_TASK DETAILS_: What should you transcribe? Every line from the top of the records below through the line with "Interiors are defined by the even-odd rule.", exactly, and no pictures.

_INPUT FOR THIS TASK_:
☆ ☆ ☆ ☆ ☆ ☆ ☆
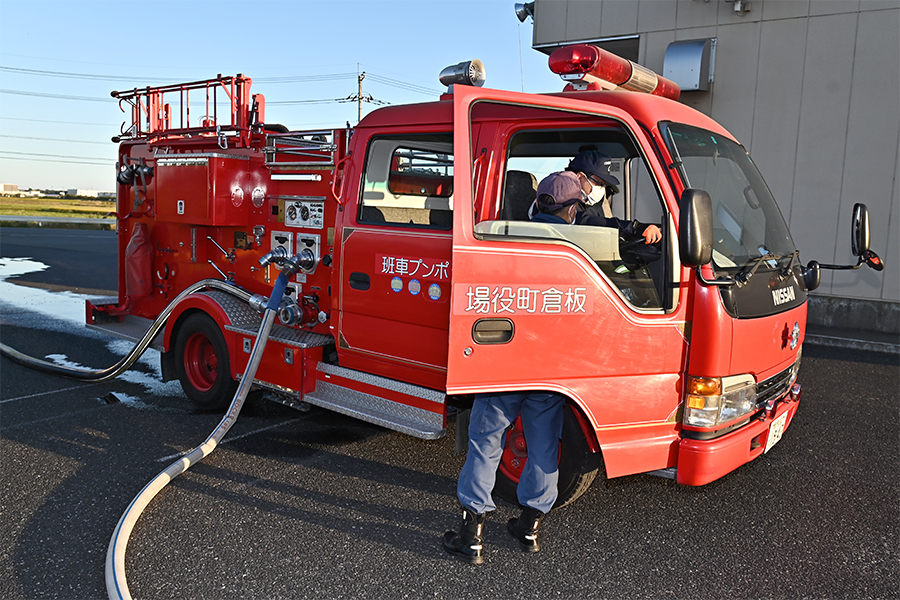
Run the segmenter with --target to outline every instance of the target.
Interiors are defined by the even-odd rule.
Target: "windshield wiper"
[[[781,258],[787,258],[788,256],[791,257],[791,260],[790,260],[790,262],[788,262],[788,264],[785,268],[778,271],[778,281],[784,281],[785,279],[790,277],[791,274],[794,272],[794,262],[797,260],[797,257],[800,256],[800,251],[794,250],[790,254],[785,255]],[[778,259],[778,260],[781,260],[781,259]]]
[[[777,254],[772,254],[771,252],[766,252],[762,256],[758,256],[758,257],[754,258],[753,264],[750,265],[750,267],[743,269],[740,273],[735,275],[734,281],[735,281],[735,283],[737,283],[738,287],[741,287],[742,285],[744,285],[748,281],[750,281],[750,278],[753,277],[753,275],[756,273],[756,270],[759,268],[759,265],[763,264],[764,262],[770,261],[770,260],[775,261],[775,264],[777,265],[779,261],[790,257],[791,262],[788,263],[788,266],[778,272],[778,278],[781,281],[784,281],[785,279],[787,279],[788,277],[791,276],[791,269],[794,266],[794,259],[797,258],[797,255],[799,253],[800,253],[799,250],[794,250],[790,254],[783,254],[783,255],[777,255]]]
☆ ☆ ☆ ☆ ☆ ☆ ☆
_ANSWER TO THIS TASK_:
Run the segmenter with --target to outline every instance of the target.
Interiors are defined by the even-odd rule.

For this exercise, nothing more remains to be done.